## REQUEST
Rewrite the listing from the line containing "Provide an outline for every instance of the blue" through the line containing "823), (773, 821)]]" as a Markdown table. Use the columns "Row" and "Line", give each non-blank line its own numbered row, and leave out blank lines.

## DATA ENTRIES
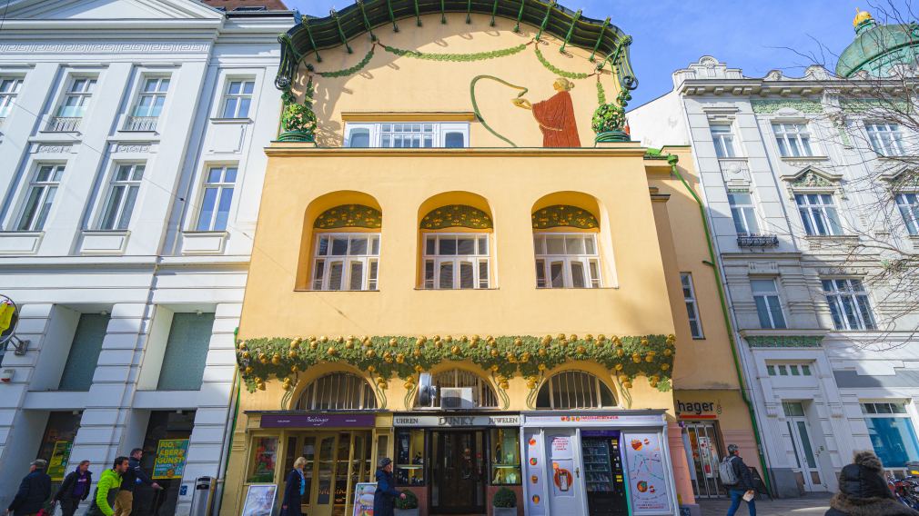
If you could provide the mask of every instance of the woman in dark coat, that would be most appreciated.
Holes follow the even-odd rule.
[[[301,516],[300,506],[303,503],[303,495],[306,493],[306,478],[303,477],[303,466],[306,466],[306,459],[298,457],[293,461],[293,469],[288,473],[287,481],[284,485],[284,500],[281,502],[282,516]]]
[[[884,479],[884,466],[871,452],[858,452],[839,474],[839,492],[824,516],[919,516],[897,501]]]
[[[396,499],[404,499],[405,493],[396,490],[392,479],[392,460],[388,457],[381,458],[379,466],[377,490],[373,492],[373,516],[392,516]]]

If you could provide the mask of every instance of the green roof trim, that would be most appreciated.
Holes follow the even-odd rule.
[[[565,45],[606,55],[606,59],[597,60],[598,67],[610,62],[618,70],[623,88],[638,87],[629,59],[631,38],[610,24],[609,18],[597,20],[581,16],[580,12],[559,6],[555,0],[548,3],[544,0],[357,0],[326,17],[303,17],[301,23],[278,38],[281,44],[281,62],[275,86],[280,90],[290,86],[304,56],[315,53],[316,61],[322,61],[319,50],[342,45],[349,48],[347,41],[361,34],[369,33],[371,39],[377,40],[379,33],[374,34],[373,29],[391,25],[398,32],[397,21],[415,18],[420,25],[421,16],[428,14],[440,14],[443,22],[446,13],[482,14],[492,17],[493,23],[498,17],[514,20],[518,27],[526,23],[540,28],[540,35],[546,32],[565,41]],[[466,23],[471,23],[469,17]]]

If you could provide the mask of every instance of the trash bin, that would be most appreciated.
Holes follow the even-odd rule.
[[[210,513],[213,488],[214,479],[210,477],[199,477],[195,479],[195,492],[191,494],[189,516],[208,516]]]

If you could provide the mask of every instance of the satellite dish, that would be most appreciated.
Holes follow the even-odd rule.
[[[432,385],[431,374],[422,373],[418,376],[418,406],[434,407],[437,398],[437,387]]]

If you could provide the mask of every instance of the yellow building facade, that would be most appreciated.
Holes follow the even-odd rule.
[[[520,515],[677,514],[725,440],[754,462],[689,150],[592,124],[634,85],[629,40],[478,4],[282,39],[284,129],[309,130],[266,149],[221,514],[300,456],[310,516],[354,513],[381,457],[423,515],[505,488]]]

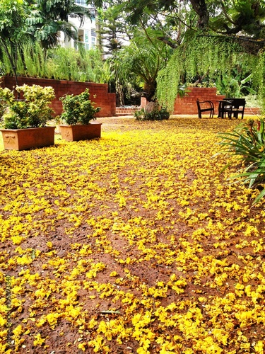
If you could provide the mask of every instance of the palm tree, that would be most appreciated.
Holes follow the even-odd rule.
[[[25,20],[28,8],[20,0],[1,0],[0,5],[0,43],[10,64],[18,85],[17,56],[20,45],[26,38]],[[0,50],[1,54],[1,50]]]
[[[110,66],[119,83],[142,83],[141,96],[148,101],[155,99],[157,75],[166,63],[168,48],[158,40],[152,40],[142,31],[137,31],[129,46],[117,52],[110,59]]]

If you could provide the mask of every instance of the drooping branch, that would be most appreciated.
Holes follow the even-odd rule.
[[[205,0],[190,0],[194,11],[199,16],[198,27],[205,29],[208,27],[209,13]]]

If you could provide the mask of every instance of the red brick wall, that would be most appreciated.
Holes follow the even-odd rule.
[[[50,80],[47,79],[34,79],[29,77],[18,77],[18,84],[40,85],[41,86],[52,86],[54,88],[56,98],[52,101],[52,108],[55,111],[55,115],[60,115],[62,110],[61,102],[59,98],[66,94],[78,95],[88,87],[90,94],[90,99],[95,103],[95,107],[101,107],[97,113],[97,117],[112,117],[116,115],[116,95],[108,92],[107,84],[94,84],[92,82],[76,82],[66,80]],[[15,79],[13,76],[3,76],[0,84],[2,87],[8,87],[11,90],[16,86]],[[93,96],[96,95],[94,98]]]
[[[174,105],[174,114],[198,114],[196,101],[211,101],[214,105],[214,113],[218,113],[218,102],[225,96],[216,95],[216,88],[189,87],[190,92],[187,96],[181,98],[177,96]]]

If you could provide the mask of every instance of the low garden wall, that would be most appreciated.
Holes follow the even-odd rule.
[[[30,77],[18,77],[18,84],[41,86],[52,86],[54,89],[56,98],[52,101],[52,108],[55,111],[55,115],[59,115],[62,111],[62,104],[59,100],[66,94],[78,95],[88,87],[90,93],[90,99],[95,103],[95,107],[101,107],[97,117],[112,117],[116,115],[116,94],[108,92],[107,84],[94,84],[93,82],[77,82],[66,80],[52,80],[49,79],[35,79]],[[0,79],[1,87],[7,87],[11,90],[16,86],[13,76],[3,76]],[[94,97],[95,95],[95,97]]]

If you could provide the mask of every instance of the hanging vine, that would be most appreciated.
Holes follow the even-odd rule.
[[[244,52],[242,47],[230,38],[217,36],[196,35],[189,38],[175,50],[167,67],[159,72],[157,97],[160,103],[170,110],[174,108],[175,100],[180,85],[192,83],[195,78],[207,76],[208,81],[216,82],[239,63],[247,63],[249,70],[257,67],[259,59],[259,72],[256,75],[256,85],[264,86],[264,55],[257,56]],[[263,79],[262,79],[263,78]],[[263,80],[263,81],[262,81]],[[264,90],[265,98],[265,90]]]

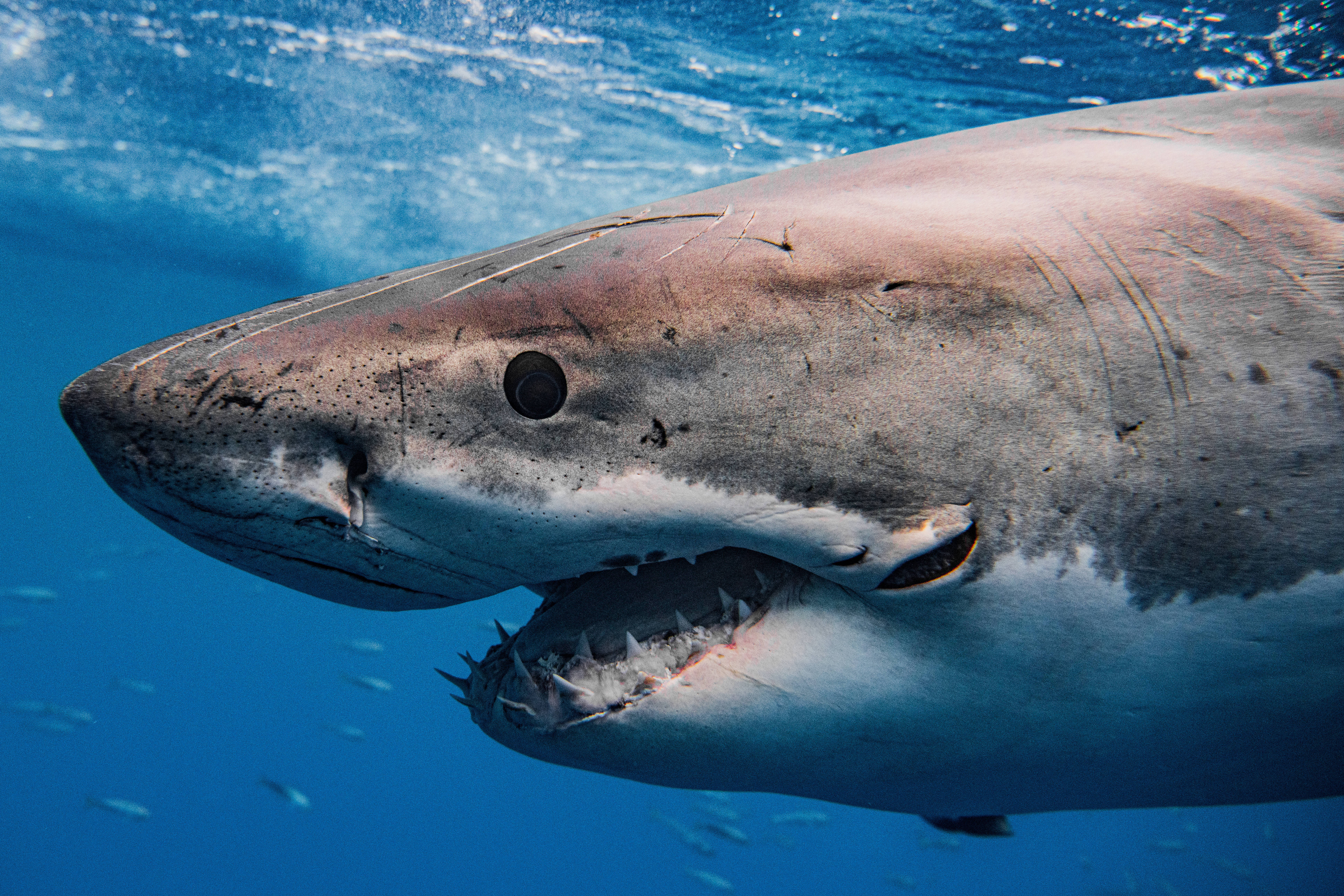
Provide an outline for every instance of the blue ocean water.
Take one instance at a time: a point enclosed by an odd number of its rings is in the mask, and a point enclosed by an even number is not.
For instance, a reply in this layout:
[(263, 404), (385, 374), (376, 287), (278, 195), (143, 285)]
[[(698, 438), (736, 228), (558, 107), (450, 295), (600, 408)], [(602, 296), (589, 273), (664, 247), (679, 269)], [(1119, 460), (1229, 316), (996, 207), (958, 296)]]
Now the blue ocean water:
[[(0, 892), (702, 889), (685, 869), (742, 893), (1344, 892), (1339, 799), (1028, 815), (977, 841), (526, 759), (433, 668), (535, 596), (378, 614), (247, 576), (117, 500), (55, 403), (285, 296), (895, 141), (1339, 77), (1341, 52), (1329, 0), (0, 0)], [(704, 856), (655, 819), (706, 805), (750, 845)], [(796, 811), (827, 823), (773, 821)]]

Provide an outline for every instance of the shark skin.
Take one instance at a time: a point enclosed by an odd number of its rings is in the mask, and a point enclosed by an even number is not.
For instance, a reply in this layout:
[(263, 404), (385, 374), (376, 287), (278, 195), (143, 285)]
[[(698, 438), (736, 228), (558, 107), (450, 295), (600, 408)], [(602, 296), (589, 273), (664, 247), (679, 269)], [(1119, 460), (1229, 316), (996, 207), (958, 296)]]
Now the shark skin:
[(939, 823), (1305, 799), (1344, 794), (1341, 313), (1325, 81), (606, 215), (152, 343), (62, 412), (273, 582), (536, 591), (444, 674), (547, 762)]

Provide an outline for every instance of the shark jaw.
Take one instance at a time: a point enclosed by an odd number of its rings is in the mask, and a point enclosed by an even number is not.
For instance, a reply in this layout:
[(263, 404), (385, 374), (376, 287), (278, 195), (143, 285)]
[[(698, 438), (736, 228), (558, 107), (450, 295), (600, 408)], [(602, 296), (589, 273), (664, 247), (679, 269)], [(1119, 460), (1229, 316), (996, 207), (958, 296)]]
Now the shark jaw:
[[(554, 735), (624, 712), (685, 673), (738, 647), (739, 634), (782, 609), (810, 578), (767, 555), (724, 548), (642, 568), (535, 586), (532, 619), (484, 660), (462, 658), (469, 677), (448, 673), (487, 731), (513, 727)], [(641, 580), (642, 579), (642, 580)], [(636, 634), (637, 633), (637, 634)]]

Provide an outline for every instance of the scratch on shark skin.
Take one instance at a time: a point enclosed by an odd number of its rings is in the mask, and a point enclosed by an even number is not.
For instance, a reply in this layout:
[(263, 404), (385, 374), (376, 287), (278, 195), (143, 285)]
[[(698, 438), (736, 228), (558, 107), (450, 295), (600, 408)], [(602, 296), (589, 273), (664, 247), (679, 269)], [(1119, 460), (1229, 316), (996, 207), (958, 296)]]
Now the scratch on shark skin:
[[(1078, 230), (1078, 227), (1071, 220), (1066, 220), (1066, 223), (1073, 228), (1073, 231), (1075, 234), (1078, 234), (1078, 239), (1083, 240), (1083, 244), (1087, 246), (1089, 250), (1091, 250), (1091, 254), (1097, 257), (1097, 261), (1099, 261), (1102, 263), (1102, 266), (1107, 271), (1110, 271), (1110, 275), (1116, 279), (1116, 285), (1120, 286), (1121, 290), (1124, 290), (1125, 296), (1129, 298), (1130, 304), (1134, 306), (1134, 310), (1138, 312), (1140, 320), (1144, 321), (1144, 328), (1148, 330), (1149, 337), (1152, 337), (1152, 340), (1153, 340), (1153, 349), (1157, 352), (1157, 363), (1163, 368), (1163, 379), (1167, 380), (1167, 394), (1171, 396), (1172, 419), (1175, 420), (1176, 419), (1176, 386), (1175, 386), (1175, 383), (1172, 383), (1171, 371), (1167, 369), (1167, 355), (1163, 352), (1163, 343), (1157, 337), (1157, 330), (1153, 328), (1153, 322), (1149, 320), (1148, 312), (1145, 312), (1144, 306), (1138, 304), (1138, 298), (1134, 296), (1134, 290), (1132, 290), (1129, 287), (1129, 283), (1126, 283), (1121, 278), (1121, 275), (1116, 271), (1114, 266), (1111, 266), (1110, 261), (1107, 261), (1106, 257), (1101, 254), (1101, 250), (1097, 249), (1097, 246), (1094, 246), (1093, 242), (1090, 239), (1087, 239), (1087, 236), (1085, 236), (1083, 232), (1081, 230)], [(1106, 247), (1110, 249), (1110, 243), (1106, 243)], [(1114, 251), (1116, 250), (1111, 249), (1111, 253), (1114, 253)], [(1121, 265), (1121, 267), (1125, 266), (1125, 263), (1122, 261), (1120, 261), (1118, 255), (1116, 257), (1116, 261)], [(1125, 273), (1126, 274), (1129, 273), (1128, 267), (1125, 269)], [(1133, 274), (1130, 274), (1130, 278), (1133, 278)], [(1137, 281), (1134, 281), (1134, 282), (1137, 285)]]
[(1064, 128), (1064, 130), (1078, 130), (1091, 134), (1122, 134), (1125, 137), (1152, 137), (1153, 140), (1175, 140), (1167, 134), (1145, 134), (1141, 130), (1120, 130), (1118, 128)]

## TASK ANSWER
| Row | Line |
|---|---|
| 1 | Provide an outline for every instance of the blue ocean water. |
| 2 | Take one instance at a time: a point enclosed by an odd number of its rings is in the mask, and a point enclosed by an even number is not. |
| 3 | For instance, a reply in this layout: |
| 4 | [(263, 404), (385, 374), (376, 287), (278, 195), (143, 285)] |
| 5 | [[(698, 438), (736, 228), (558, 107), (450, 295), (600, 408)], [(602, 296), (589, 273), (664, 247), (679, 269)], [(1119, 460), (1229, 316), (996, 207), (958, 296)]] |
| 6 | Now the blue ocean water: |
| 7 | [[(0, 892), (702, 889), (685, 869), (742, 893), (1344, 892), (1339, 799), (1028, 815), (977, 841), (526, 759), (433, 668), (535, 596), (378, 614), (247, 576), (117, 500), (55, 403), (285, 296), (895, 141), (1339, 77), (1341, 52), (1329, 0), (0, 0)], [(704, 856), (655, 819), (706, 805), (750, 845)], [(796, 811), (827, 823), (773, 821)]] |